— begin RECORDS PROVIDED —

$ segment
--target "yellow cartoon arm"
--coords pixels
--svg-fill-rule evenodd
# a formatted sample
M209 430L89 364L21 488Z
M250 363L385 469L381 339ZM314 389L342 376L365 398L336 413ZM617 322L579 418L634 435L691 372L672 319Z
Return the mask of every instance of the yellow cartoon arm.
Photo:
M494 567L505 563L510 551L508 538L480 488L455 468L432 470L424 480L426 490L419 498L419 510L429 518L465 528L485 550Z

— end RECORDS PROVIDED —

▶ **AIM**: Transcribe every line of all the entries above without changing a single character.

▶ **SOLUTION TO THIS TASK**:
$ segment
--target "yellow cartoon arm"
--coords pixels
--svg-fill-rule evenodd
# a formatted sample
M209 430L89 364L21 488Z
M250 363L385 469L381 339ZM314 389L342 376L365 398L336 413ZM617 322L579 418L634 435L691 372L672 319Z
Return the mask of every instance of the yellow cartoon arm.
Photo:
M494 567L505 563L510 551L508 538L480 488L455 468L432 470L424 480L426 490L419 498L419 510L429 518L465 528L485 550Z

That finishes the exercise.